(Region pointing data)

***

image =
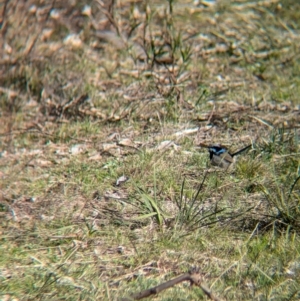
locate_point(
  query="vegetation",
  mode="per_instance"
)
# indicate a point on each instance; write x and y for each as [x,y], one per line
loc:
[106,186]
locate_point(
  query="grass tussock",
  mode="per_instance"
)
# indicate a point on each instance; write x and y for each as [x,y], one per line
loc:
[106,186]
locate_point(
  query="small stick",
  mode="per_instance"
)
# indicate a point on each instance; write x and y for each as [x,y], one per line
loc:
[193,276]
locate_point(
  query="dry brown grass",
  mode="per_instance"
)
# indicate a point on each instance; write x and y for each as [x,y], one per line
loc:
[91,91]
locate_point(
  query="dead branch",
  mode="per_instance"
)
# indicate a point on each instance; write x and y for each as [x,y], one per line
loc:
[192,276]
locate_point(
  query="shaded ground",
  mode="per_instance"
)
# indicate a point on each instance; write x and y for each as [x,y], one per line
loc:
[106,111]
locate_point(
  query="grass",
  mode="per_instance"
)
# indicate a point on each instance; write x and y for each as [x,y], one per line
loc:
[132,99]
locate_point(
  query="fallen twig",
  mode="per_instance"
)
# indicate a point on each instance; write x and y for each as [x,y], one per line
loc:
[193,276]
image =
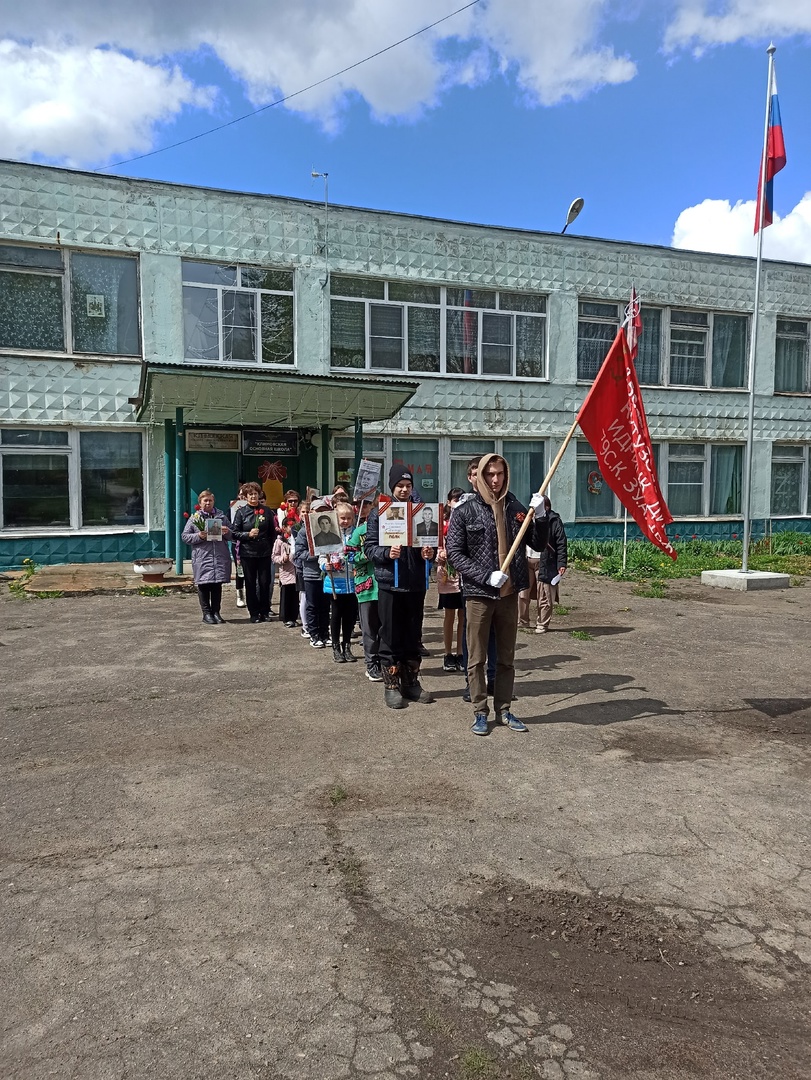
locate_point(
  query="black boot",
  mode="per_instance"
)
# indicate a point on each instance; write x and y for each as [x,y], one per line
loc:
[205,606]
[392,697]
[409,684]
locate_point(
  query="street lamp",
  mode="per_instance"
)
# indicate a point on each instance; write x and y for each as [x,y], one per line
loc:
[573,211]
[325,176]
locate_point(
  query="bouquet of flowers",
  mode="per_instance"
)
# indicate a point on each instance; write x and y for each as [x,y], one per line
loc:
[197,518]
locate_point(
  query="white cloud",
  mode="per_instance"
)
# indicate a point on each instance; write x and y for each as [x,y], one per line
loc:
[717,226]
[276,49]
[77,104]
[697,25]
[554,53]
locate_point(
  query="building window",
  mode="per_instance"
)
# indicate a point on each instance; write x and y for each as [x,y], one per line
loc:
[421,458]
[699,480]
[343,458]
[380,325]
[791,481]
[238,314]
[62,300]
[704,349]
[70,480]
[792,374]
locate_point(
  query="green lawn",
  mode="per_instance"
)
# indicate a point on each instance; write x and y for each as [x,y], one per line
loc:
[783,553]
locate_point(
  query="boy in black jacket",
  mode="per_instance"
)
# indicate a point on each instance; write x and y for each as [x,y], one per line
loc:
[481,532]
[401,606]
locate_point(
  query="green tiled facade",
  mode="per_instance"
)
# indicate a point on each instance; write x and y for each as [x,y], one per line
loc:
[163,225]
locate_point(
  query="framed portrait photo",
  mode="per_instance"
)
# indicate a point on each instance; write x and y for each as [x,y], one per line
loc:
[323,532]
[427,525]
[394,524]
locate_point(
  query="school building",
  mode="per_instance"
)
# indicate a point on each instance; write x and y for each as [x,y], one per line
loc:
[158,338]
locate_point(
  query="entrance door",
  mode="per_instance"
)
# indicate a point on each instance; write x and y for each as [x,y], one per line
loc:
[216,471]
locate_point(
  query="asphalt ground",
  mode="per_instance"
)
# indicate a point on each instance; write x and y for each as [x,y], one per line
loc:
[224,858]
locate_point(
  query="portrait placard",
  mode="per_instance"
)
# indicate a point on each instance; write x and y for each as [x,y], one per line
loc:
[426,529]
[395,524]
[323,535]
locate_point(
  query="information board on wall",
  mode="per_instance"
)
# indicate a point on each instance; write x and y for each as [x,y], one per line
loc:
[270,443]
[200,440]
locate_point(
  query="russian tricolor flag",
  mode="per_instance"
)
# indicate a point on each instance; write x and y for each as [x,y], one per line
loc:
[775,158]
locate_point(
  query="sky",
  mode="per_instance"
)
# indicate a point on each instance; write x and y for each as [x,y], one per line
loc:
[650,110]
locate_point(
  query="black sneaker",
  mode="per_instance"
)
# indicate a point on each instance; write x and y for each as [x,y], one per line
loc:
[374,674]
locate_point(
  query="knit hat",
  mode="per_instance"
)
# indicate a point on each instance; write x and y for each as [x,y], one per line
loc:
[396,473]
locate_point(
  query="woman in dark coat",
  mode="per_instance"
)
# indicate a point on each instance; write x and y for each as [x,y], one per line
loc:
[211,558]
[255,527]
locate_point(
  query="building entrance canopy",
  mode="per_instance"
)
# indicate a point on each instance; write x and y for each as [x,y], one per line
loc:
[243,396]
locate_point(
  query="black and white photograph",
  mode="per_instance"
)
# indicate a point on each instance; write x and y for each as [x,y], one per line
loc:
[426,529]
[324,531]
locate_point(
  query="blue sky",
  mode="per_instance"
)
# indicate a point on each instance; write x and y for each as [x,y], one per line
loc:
[651,111]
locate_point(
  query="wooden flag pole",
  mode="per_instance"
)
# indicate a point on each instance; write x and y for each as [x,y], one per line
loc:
[541,490]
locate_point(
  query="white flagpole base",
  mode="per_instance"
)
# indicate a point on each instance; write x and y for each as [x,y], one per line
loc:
[744,581]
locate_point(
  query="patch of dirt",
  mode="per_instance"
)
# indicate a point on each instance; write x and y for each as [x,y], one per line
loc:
[654,747]
[558,984]
[783,717]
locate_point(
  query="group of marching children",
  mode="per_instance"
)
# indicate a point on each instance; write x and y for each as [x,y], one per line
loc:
[329,594]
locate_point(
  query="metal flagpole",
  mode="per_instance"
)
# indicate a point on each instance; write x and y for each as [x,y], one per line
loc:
[755,318]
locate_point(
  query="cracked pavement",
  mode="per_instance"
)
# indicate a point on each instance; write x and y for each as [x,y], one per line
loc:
[222,858]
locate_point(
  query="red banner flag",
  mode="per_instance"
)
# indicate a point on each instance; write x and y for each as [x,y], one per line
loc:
[612,419]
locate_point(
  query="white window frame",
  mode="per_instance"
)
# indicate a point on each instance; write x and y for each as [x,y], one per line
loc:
[805,462]
[666,333]
[257,293]
[67,319]
[443,307]
[72,453]
[661,448]
[806,389]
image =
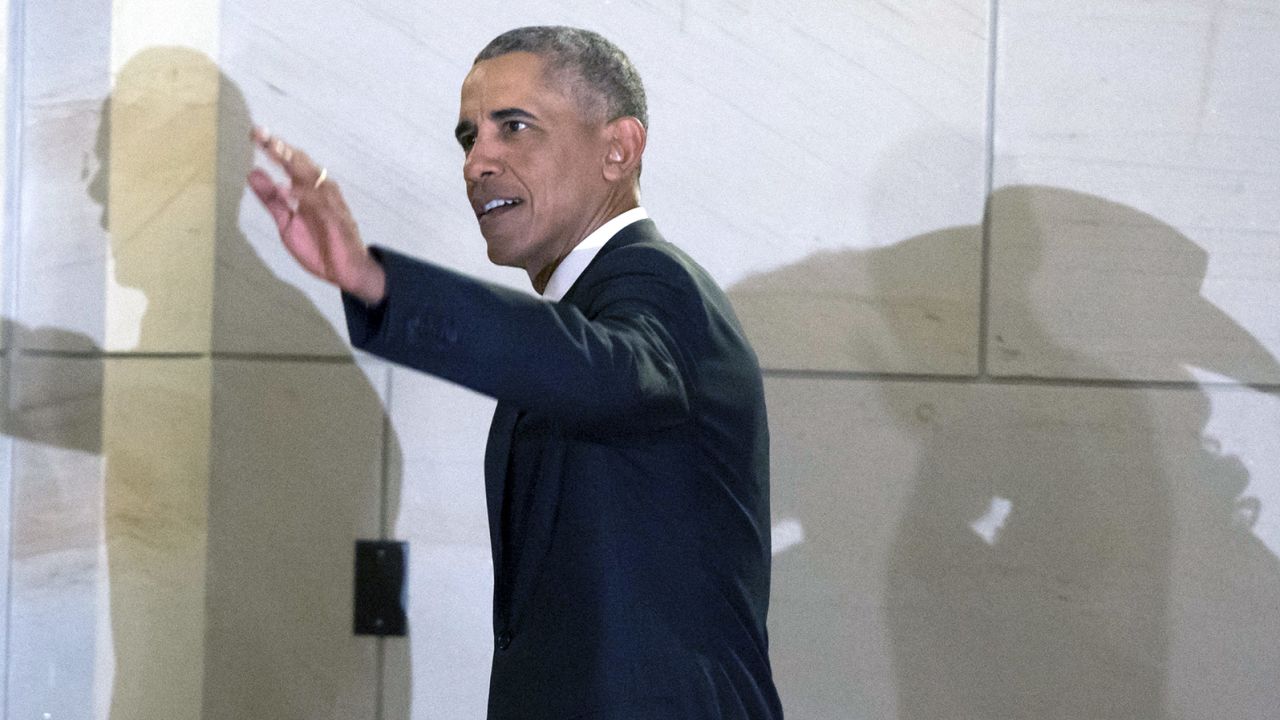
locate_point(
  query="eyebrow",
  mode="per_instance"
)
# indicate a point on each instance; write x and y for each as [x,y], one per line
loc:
[467,128]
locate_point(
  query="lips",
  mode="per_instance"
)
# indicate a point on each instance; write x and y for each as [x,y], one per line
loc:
[497,205]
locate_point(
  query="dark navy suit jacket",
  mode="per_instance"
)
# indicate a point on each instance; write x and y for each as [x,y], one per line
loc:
[626,477]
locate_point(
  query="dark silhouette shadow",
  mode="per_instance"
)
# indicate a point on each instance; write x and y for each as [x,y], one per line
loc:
[1051,542]
[293,443]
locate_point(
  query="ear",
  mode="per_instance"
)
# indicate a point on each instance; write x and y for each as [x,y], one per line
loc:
[626,137]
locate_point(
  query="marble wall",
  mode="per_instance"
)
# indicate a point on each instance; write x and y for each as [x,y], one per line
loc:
[1011,269]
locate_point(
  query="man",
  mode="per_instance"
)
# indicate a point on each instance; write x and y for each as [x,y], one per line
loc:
[627,461]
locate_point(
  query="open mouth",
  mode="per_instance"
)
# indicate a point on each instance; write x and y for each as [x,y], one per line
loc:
[498,205]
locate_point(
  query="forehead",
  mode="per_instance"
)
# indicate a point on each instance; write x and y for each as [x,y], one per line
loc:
[515,80]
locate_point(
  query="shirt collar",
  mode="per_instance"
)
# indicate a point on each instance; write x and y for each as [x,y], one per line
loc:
[577,259]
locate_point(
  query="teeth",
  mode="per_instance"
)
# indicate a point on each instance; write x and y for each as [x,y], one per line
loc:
[497,203]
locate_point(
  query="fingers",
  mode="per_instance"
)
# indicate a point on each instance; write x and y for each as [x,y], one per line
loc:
[304,173]
[272,196]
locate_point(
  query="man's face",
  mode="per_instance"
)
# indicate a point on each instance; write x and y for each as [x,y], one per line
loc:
[534,163]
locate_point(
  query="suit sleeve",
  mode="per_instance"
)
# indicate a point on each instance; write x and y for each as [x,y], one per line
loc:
[617,361]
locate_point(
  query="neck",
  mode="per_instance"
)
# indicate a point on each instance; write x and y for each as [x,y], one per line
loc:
[543,276]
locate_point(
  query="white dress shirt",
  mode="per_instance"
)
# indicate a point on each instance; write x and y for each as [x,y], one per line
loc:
[577,259]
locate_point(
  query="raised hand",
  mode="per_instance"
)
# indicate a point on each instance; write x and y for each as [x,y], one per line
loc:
[315,223]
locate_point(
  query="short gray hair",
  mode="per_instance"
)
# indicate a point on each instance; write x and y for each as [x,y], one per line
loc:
[595,71]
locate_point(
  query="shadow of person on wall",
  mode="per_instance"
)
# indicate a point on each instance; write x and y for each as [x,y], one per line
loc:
[238,592]
[1054,541]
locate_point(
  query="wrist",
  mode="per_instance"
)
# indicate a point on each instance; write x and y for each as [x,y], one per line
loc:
[371,286]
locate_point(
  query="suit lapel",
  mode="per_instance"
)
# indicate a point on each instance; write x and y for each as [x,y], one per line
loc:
[638,231]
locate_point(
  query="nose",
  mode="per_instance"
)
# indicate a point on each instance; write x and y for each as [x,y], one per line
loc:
[483,160]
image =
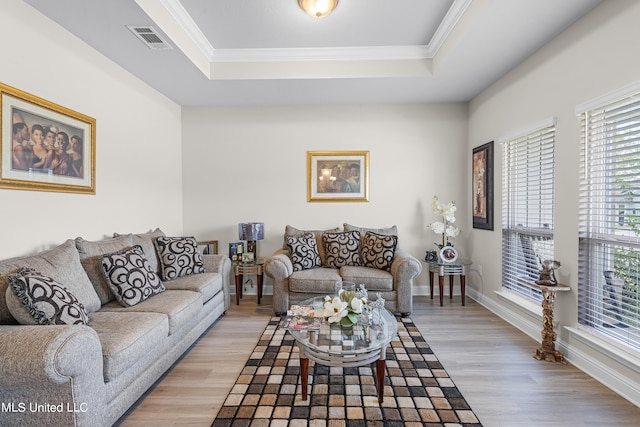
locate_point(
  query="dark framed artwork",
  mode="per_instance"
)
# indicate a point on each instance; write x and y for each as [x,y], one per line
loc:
[338,176]
[482,185]
[44,146]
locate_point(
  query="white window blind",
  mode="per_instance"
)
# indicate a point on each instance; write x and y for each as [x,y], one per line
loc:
[609,239]
[527,207]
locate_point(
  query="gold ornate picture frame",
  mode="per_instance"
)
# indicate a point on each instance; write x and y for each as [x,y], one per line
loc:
[44,146]
[482,184]
[338,176]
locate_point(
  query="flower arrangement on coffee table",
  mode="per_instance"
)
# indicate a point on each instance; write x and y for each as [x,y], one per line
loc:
[344,309]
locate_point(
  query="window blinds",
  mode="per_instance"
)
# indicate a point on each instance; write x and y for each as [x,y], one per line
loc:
[527,207]
[609,236]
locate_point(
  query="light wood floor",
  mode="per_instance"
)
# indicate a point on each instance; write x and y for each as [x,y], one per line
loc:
[489,360]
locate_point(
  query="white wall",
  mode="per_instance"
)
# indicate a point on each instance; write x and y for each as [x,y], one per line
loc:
[138,177]
[250,164]
[596,55]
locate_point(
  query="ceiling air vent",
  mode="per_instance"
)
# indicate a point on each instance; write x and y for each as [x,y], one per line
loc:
[149,36]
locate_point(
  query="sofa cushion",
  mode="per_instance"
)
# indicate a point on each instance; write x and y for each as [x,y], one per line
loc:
[374,280]
[43,300]
[317,281]
[179,257]
[146,240]
[127,337]
[292,231]
[62,264]
[303,251]
[378,250]
[91,253]
[208,284]
[130,276]
[342,248]
[180,306]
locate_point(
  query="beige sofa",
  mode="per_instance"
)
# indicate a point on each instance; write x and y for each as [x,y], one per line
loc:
[342,258]
[90,374]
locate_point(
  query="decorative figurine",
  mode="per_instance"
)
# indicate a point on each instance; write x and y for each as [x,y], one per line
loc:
[547,274]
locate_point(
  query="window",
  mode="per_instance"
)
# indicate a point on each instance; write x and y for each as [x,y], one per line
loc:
[609,239]
[527,206]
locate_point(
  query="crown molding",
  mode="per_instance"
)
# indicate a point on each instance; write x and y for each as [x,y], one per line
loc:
[184,25]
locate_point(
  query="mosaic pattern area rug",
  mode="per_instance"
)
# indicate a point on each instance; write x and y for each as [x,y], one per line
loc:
[417,392]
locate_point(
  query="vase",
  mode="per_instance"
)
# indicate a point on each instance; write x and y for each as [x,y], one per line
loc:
[347,331]
[349,287]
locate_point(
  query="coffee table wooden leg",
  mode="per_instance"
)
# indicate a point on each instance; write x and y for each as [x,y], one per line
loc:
[451,286]
[238,288]
[431,283]
[304,377]
[380,369]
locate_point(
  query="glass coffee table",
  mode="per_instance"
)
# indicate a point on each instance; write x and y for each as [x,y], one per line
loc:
[345,347]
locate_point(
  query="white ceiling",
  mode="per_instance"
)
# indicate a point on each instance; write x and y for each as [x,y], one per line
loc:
[269,52]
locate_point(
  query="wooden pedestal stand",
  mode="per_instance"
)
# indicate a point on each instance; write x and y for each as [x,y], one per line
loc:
[548,350]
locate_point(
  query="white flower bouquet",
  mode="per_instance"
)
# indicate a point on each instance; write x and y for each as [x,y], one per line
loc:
[448,214]
[344,308]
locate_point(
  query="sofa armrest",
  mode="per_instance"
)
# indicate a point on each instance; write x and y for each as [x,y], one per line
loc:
[279,267]
[220,264]
[54,364]
[47,354]
[405,268]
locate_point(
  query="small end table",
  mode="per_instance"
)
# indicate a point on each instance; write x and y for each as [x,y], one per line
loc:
[249,268]
[456,268]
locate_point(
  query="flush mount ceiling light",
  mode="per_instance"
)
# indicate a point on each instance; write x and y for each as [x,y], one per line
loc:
[318,8]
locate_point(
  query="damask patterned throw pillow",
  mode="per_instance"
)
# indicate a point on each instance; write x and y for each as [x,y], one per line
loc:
[378,250]
[342,249]
[303,251]
[130,276]
[179,257]
[46,300]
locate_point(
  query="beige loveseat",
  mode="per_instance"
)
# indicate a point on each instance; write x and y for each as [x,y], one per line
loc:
[355,254]
[90,374]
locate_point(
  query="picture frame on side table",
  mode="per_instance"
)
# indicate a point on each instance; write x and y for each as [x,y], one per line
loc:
[482,185]
[338,176]
[235,251]
[45,146]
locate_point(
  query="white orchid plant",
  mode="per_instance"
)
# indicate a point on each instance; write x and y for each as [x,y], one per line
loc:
[448,214]
[344,308]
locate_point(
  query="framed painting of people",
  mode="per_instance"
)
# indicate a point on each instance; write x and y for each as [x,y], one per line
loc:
[338,176]
[44,146]
[482,185]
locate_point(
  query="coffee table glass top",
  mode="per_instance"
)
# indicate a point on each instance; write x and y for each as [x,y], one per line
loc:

***

**Requirement:**
Which of the lines above carry the string "shadow"? Copy every one.

**Exercise output:**
  query="dark silhouette shadow",
  query="shadow of person on wall",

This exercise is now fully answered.